Text excerpt:
◇ ◇ ◇ ◇ ◇ ◇ ◇

The Membrane-targeting antibacterial effects of Tanacetum argyrophyllum essential oil against antibiotic-resistant Escherichia coli

The essential oil (EO) of Tanacetum argyrophyllum harvested from Armenian flora (2080 m above sea level), characterized by a eucalyptol–camphor chemotype, and was investigated for its antibacterial activity, particularly against antibiotic-resistant bacterial strains. Chemical profiling revealed eucalyptol (35.0%), camphor (24.0%), and camphene (17.0%) as major constituents, alongside several minor terpenoids. The EO exhibited notable inhibitory effects against both wild-type Escherichia coli K-12 and kanamycin-resistant E. coli pARG-25 strains, with minimal inhibitory concentrations (MICs) reaching 100 µL/mL. T. argyrophyllum EO at the concentration of 62.5 µg/mL exhibited synergistic effect with kanamycin, reducing its MIC value fourfold. The investigation of colony-forming ability of bacteria under the influence of T. argyrophyllum EO revealed a reduction in bacterial viability by 30%. The changes in growth kinetics were also observed for both strains, which was indicated by a prolonged lag phase, suggesting impairment of early adaptation mechanisms. Further studies revealed that EO treatment significantly suppressed proton fluxes and ATPase activity in both strains. Particulalry, total and DCCD-sensitive ATPase activities decreased by 1.5-fold, indicating a deviation in proton motive force maintenance and energy metabolism. The antibiotic-resistant E. coli pARG-25 strain exhibited higher ATPase activity compared to the wild-type, suggesting an elevated energy demand linked to resistance plasmid carriage, which was also targeted by the EO. These findings highlight that T. argyrophyllum EO disrupts bacterial energy homeostasis, representing a promising strategy for combating antibiotic-resistant pathogens. Overall, the results support the potential use of T. argyrophyllum EO as a natural antimicrobial agent.

◇ ◇ ◇ ◇ ◇ ◇ ◇

Dataset:
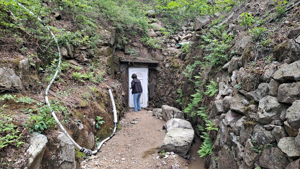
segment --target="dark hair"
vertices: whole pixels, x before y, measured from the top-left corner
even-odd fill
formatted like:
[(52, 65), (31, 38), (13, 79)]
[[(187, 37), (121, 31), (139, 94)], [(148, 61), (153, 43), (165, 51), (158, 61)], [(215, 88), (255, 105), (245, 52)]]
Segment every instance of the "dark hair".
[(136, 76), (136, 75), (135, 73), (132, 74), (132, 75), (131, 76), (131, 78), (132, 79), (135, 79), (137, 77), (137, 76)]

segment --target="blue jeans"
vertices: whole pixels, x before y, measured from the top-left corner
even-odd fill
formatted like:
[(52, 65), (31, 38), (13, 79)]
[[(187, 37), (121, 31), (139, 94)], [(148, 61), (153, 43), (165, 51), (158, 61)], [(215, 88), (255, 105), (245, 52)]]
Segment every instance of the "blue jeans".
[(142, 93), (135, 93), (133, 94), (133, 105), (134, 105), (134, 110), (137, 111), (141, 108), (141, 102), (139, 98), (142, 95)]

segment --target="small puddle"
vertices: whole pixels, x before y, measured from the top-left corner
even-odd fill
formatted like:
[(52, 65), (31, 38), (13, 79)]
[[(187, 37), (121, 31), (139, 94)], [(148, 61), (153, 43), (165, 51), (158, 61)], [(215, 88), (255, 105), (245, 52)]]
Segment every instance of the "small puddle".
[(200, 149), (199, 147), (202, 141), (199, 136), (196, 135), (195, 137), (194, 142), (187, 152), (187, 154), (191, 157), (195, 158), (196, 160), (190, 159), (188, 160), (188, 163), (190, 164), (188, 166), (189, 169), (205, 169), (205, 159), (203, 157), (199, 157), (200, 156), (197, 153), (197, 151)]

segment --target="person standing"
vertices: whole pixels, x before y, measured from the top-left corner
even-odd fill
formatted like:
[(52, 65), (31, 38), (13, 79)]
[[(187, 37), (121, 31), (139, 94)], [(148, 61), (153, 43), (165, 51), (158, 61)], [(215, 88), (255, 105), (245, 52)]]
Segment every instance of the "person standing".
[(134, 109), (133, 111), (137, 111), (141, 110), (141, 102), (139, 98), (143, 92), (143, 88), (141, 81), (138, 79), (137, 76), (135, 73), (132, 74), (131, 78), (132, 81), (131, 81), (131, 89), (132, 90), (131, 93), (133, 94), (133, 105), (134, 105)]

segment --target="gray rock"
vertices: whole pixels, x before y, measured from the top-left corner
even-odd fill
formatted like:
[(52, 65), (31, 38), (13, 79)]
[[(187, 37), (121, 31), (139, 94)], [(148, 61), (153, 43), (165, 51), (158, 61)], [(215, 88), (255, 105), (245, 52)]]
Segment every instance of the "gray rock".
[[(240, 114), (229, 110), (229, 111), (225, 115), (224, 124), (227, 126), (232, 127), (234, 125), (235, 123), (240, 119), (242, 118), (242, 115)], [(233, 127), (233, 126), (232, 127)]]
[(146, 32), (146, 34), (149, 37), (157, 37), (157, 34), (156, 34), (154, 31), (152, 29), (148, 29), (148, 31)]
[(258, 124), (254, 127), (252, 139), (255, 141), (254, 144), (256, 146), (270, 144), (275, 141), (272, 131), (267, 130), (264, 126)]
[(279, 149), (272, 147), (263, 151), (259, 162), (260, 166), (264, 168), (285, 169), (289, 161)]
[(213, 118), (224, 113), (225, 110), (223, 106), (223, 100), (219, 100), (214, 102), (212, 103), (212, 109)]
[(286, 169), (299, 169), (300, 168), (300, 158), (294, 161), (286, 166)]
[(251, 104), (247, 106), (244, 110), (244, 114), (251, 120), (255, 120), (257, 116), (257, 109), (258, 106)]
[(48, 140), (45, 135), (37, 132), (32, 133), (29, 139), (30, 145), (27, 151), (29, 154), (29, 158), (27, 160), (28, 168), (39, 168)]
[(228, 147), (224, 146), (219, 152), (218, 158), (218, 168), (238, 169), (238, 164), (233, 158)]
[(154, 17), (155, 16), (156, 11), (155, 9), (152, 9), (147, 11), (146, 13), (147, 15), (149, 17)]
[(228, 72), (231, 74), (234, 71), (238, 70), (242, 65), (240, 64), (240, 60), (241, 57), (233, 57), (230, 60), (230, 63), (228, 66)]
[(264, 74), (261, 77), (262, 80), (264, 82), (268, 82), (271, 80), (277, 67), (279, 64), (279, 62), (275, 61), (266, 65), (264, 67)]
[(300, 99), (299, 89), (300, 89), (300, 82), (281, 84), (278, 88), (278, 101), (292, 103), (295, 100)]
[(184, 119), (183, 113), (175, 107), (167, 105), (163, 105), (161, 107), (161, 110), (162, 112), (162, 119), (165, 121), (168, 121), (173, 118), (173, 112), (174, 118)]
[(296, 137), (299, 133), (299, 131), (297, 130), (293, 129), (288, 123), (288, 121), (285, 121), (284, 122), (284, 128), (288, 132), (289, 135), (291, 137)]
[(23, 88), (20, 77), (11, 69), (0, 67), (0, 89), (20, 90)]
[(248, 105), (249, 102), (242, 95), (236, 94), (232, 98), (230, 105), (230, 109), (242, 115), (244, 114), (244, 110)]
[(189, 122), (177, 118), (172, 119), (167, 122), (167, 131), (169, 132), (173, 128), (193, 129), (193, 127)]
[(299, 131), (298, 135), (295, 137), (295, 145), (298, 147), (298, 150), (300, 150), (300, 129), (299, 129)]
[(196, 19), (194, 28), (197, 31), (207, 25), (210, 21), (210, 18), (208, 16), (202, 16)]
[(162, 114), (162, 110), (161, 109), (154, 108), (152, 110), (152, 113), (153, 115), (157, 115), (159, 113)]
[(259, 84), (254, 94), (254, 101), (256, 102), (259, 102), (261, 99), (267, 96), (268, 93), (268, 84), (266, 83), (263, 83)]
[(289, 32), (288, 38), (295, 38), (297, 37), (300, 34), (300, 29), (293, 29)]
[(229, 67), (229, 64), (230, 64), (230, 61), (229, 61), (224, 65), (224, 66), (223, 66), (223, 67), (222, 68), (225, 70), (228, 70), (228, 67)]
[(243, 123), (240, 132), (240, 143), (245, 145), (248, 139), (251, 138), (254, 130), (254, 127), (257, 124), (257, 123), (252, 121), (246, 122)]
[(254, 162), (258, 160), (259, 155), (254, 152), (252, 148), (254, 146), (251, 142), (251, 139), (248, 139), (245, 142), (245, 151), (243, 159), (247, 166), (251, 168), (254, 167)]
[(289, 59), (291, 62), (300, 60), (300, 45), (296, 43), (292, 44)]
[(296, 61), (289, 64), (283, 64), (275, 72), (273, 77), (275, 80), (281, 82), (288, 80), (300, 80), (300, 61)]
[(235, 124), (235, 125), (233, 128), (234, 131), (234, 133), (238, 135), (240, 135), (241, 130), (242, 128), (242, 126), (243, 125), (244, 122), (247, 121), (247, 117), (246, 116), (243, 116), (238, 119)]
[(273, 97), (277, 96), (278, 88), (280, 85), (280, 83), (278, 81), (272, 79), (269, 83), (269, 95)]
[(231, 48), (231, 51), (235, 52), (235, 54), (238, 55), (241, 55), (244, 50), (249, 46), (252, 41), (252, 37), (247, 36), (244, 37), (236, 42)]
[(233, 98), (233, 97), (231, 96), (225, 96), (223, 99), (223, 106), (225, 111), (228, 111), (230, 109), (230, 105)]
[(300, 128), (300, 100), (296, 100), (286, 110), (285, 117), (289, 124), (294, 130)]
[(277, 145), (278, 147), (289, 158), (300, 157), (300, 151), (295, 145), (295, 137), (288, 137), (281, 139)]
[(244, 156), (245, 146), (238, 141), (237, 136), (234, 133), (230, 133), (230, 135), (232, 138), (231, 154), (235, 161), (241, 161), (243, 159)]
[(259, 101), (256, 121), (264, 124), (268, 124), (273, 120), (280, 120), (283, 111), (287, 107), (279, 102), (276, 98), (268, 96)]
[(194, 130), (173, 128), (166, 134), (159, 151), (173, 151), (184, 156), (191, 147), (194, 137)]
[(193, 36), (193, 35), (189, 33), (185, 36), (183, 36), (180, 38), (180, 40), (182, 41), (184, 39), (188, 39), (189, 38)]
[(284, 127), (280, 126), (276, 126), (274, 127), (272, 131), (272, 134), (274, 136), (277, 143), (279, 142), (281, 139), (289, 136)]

◇ ◇ ◇ ◇ ◇ ◇ ◇

Instructions:
1. Please explain, in one to three sentences, what the abstract on Tanacetum argyrophyllum essential oil offers as the likely reason for the higher ATPase activity in the antibiotic-resistant E. coli pARG-25 strain.
2. Using the abstract on Tanacetum argyrophyllum essential oil, answer each question below on its own line:
(a) At what altitude was the plant harvested?
(b) At what concentration did the oil act synergistically with kanamycin, and how much did it reduce kanamycin's MIC?
(c) By how much did total and DCCD-sensitive ATPase activities decrease?
3. Summarize the abstract on Tanacetum argyrophyllum essential oil in two sentences.

Answers given:
1. The abstract suggests that the higher ATPase activity in E. coli pARG-25, compared with the wild-type, reflects an elevated energy demand linked to carrying the resistance plasmid. It adds that the essential oil also targeted this activity.

2.
(a) 2080 m above sea level
(b) At 62.5 µg/mL; it reduced the MIC fourfold.
(c) By 1.5-fold

3. The essential oil of Tanacetum argyrophyllum, whose major constituents are eucalyptol, camphor and camphene, inhibited both wild-type and kanamycin-resistant E. coli, acted synergistically with kanamycin, reduced bacterial viability and prolonged the lag phase. It also suppressed proton fluxes and ATPase activity, disrupting bacterial energy homeostasis, which supports its potential use as a natural antimicrobial agent against antibiotic-resistant pathogens.